• Extrait à lire
━━━

Petit rappel crucial : nous parlons ici d'un organisme unique en France, qui répond au nom de Caisse centrale des activités sociales (CCAS), collaborant en lien étroit avec 69 antennes locales (CMCAS). Une galaxie maousse costaud. Et un ovni. Qualifié, par les médias, par effet de raccourci, comme le CE d'EDF ou comme « le plus puissant comité d'entreprise » de notre pays.


Jugez un peu. Il s'adresse à 665 216 personnes, salariées et pensionnées, ainsi qu'à leurs familles en leur proposant cantines, vacances, fêtes de Noël, billetterie spectacles et autres délices. Ces dispositions sont un élément constitutif du statut des salariés et retraités d'EDF, Enedis, GRDF, RTE, Engie, etc. ; et sont communes aux 154 entreprises du secteur de l'énergie et gérées à ce niveau, et non au niveau de chaque entreprise.

Pour régaler leur flopée de bénéficiaires, la CCAS et consorts disposent d'un pactole annuel d'environ 386 millions d'euros, versés par les entreprises du secteur comme le prévoient les textes – EDF étant le plus gros contributeur. Celles-ci mettent aussi à leur disposition des moyens humains qui représentaient 484 emplois équivalent temps plein en 2021, soit environ 25 millions d'euros d'aide supplémentaire. En revanche, d'après la Cour, il est impossible d'évaluer les détachements de salariés non facturés ou la mise à disposition gratuite de locaux par les entreprises… Qu'importe ! Ce budget n'a rien à envier aux grandes entreprises.

Nommer un commissaire du gouvernement

Lors de leurs précédents contrôles, en 2007 et 2011, les magistrats de la rue Cambon avaient relevé de nombreux dysfonctionnements et irrégularités dans la gestion du plus puissant CE de France. En 2011, ils s'étaient en particulier préoccupés de sa situation financière et de la passivité des principaux acteurs impliqués – État, employeurs, organisations syndicales.

« Depuis ces constats, plus de dix années se sont écoulées. […] Pour autant, sur bon nombre d'aspects, la Cour fait aujourd'hui le constat que la gestion des activités sociales demeure très insatisfaisante et que la situation financière des institutions qui en ont la charge reste particulièrement fragile », écrit-elle. Pour remettre un peu d'ordre dans les comptes et les pratiques, la Cour adressait, en 2011, des recommandations à la galaxie CCAS. Une seule a été suivie d'effet, et encore partiellement.  

La gestion de ce trésor est de la responsabilité des seuls représentants des membres du personnel, à savoir la CGT. En théorie, l'État détient d'importantes prérogatives de régulation et de contrôle. Mais la Cour des comptes regrette son inaction et émet un rappel au droit. Elle recommande à l'État d'exercer ses prérogatives réglementaires et de nommer un commissaire du gouvernement pour l'y aider. Les entreprises du secteur sont également interpellées. Il leur est rappelé que, bien qu'absentes de la gouvernance interne des activités sociales, elles doivent clarifier leurs relations avec les organismes sociaux.

━━━

• Série de consignes
a. Réécrivez le passage de l'extrait sur la CCAS, en commençant à « La gestion de ce » et en terminant à « les organismes sociaux. », et remplacez « commissaire du gouvernement » par « délégué du gouvernement ».
b. Selon l'extrait sur la CCAS, combien d'emplois équivalent temps plein les entreprises du secteur mettaient-elles à disposition en 2021 ?
c. Expliquez, d'après l'extrait sur la CCAS, pourquoi la Cour des comptes recommande de nommer un commissaire du gouvernement.

━━━

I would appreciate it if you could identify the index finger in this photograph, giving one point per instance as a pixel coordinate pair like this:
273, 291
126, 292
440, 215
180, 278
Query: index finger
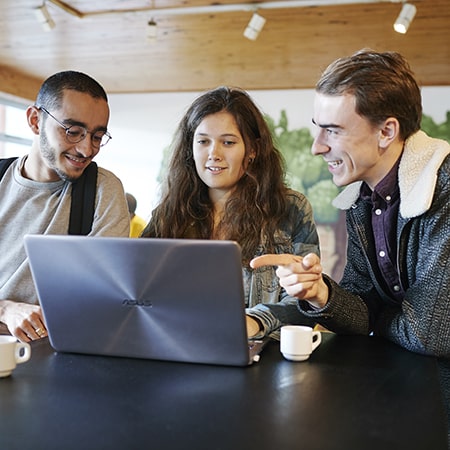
274, 260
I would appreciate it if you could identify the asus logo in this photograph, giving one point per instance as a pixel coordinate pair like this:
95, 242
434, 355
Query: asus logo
129, 302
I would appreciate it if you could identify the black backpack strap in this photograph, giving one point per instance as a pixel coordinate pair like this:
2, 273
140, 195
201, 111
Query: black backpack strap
4, 164
82, 208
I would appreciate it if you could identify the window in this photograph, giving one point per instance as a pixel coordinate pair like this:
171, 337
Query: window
15, 135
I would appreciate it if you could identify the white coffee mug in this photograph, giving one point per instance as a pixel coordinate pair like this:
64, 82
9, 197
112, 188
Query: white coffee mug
298, 342
12, 353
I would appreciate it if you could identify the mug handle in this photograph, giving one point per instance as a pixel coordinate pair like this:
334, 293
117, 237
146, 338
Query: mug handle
23, 352
317, 339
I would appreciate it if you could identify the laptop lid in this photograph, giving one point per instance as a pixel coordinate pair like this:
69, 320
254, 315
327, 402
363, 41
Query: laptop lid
167, 299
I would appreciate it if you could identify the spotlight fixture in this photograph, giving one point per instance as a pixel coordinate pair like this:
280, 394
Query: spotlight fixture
44, 17
152, 30
405, 18
254, 27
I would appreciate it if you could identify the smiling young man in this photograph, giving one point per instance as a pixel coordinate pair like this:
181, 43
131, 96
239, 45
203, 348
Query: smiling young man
368, 112
69, 121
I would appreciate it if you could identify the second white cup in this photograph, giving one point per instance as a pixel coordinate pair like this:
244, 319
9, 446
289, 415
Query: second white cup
12, 353
297, 342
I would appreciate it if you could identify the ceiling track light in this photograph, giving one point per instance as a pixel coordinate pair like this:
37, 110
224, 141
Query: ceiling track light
254, 27
44, 17
405, 18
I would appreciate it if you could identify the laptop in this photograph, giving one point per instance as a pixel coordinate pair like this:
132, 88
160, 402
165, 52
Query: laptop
165, 299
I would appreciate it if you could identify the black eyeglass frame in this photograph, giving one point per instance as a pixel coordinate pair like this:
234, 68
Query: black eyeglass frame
70, 138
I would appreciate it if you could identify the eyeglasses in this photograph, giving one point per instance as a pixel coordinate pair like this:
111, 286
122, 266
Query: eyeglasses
76, 133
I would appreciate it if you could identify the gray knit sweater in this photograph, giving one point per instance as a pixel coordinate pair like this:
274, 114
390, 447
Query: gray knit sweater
358, 304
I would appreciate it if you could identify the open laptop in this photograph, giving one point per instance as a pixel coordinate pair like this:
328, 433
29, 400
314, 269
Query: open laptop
166, 299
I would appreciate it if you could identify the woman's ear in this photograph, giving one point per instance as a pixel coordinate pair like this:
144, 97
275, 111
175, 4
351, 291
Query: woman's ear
33, 117
389, 132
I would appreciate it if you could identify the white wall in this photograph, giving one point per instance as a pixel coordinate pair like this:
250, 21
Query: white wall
142, 125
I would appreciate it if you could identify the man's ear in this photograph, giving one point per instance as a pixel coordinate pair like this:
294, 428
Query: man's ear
389, 132
33, 119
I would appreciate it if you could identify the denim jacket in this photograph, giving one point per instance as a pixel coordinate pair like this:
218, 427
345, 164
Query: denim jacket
298, 235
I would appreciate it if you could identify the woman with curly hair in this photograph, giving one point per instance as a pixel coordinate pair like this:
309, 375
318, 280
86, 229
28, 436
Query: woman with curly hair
226, 181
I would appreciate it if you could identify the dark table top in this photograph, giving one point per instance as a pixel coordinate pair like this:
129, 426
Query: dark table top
357, 393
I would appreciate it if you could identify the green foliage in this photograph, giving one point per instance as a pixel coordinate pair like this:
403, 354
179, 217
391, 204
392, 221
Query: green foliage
309, 174
305, 173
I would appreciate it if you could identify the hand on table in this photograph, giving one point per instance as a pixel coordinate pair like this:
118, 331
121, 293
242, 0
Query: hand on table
301, 277
24, 321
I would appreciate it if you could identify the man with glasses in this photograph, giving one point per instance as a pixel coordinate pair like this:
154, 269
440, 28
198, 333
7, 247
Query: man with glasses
69, 122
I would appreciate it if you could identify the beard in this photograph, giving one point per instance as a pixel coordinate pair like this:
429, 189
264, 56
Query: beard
49, 155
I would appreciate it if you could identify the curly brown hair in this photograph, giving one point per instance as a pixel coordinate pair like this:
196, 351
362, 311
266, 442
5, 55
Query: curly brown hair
256, 207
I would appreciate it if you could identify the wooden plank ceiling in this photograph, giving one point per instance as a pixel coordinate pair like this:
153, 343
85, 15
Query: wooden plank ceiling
194, 52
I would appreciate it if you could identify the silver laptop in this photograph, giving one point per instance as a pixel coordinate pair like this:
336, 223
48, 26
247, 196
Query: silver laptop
166, 299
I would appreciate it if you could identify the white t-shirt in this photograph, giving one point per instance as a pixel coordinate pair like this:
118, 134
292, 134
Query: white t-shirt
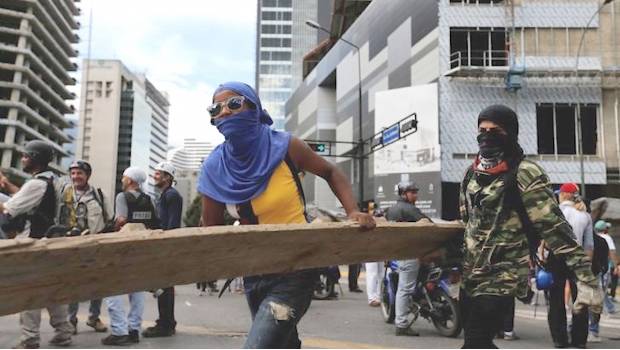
609, 240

━━━

• Réponses par consigne
a.
La gestion de ce trésor est de la responsabilité des seuls représentants des membres du personnel, à savoir la CGT. En théorie, l'État détient d'importantes prérogatives de régulation et de contrôle. Mais la Cour des comptes regrette son inaction et émet un rappel au droit. Elle recommande à l'État d'exercer ses prérogatives réglementaires et de nommer un délégué du gouvernement pour l'y aider. Les entreprises du secteur sont également interpellées. Il leur est rappelé que, bien qu'absentes de la gouvernance interne des activités sociales, elles doivent clarifier leurs relations avec les organismes sociaux.

b. 484 emplois équivalent temps plein.

c. La Cour regrette l'inaction de l'État, qui détient en théorie d'importantes prérogatives de régulation et de contrôle. Elle lui recommande donc d'exercer ses prérogatives réglementaires et de nommer un commissaire du gouvernement pour l'y aider.